### SUPPLIED MATERIAL
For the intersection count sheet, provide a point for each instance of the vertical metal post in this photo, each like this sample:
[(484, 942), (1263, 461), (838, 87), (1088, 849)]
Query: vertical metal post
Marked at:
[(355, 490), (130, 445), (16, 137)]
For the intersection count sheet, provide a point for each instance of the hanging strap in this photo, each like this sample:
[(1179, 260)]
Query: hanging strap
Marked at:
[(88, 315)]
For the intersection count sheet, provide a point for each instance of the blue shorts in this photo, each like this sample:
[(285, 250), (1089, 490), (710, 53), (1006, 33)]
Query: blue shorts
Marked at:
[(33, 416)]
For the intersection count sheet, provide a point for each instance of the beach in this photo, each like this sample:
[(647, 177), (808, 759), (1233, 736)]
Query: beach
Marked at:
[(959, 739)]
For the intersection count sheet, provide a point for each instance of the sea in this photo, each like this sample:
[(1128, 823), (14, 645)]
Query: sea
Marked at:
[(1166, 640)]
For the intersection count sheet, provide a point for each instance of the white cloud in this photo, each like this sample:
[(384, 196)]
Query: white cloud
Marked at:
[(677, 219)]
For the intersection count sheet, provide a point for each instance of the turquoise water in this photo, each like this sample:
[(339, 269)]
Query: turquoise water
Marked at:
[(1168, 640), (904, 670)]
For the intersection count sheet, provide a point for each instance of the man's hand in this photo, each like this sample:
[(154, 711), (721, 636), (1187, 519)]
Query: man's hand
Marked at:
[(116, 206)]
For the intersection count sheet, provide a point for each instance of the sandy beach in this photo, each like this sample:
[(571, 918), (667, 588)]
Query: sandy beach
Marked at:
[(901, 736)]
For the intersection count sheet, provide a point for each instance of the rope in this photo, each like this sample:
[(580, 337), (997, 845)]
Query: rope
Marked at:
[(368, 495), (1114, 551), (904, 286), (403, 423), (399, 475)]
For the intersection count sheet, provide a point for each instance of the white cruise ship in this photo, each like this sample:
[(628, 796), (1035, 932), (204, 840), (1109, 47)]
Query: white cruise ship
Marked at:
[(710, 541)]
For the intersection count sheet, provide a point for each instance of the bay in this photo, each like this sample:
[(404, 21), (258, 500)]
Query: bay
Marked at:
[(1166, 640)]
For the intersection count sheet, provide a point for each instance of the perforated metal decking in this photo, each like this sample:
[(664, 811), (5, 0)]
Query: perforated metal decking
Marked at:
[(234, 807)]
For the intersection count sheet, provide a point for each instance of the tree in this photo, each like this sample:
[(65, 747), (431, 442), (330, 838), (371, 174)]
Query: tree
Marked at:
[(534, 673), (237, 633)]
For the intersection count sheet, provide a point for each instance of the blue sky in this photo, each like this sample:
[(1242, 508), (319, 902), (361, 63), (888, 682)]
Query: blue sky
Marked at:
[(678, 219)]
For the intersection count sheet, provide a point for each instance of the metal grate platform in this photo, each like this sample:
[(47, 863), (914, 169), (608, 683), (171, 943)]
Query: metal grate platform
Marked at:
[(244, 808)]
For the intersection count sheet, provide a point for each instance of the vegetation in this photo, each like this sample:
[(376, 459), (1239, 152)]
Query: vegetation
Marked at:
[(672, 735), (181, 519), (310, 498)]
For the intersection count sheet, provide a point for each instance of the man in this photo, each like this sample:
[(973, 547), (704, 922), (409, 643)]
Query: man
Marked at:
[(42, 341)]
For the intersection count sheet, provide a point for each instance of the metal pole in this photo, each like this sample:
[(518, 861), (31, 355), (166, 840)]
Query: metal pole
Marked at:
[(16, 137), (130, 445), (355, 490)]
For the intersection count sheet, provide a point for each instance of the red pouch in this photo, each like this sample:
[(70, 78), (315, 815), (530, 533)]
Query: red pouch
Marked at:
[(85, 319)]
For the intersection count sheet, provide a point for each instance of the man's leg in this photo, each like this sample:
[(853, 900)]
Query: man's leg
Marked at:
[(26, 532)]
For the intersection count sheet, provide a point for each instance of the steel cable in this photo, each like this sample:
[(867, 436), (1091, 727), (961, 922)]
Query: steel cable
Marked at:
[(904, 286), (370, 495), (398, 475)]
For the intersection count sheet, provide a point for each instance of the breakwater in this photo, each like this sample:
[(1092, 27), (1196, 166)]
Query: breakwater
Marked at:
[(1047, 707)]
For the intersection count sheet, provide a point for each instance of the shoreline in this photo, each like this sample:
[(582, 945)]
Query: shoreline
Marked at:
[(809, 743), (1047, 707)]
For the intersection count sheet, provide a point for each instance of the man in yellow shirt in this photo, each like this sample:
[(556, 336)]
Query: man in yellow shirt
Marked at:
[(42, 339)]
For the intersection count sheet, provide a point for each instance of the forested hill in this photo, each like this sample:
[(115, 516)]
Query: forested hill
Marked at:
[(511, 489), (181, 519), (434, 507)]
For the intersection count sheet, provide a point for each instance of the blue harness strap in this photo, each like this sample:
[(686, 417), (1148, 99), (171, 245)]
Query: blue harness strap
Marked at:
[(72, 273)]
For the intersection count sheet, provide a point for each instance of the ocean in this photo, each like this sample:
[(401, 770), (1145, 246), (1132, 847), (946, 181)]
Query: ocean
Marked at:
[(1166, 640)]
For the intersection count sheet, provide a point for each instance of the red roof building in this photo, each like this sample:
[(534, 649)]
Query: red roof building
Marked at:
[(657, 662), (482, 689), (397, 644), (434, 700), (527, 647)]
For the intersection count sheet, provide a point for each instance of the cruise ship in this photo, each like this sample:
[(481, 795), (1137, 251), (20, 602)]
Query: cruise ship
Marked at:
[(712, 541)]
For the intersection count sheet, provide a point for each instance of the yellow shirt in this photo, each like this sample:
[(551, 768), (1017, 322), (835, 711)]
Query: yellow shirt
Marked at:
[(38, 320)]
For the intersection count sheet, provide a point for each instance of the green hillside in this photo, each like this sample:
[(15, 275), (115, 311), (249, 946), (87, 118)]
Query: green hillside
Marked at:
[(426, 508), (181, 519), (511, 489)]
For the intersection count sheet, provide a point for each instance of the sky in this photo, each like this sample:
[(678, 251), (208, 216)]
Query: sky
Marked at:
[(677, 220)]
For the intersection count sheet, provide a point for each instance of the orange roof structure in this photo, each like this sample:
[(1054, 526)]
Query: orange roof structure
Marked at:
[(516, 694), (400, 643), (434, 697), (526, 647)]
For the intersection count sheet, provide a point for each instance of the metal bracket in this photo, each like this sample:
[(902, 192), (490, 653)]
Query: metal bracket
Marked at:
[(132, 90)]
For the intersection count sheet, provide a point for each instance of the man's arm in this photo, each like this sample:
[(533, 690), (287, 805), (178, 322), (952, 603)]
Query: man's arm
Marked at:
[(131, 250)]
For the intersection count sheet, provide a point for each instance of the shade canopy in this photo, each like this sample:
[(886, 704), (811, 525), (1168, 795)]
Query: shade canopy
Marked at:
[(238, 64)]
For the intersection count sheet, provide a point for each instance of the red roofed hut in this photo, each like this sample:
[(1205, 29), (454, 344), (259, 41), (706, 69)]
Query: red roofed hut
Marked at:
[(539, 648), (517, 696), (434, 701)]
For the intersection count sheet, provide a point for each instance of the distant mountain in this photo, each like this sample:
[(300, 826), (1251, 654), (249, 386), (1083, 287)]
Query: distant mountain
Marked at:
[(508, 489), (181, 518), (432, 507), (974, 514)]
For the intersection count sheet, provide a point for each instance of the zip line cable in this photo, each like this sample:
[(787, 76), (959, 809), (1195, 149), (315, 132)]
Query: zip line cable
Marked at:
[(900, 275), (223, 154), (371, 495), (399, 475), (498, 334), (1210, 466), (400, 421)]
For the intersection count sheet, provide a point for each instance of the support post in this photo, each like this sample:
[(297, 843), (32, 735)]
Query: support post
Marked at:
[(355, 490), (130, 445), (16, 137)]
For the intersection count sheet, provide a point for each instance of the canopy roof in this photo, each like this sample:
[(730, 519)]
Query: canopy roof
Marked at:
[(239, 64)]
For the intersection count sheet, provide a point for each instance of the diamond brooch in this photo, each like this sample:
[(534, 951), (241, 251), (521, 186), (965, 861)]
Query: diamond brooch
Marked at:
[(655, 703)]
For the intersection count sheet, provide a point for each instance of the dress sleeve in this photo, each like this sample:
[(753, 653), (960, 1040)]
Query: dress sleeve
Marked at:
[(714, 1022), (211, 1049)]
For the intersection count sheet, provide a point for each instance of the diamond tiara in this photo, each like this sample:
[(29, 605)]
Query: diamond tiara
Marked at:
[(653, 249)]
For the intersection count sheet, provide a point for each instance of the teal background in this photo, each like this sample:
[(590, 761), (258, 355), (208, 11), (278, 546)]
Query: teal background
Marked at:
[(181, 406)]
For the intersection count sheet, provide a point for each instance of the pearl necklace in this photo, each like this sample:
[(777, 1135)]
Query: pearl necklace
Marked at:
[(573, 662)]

### WHAT YOU WILL DO
Copy back the listing above exactly, but only from the line with "of the orange" through the line with "Query: metal bracket", both ends included.

### OUTPUT
For the intersection count sheet, provide a point for each instance of the orange roof structure in this photo, each like this sample:
[(1054, 526)]
Query: orange roof structure
Marked at:
[(516, 694), (400, 643), (434, 697), (526, 647)]
For the intersection count sheet, provide a point for each instance of the metal bracket in this photo, each like this sample:
[(902, 192), (490, 653)]
Query: metal bracket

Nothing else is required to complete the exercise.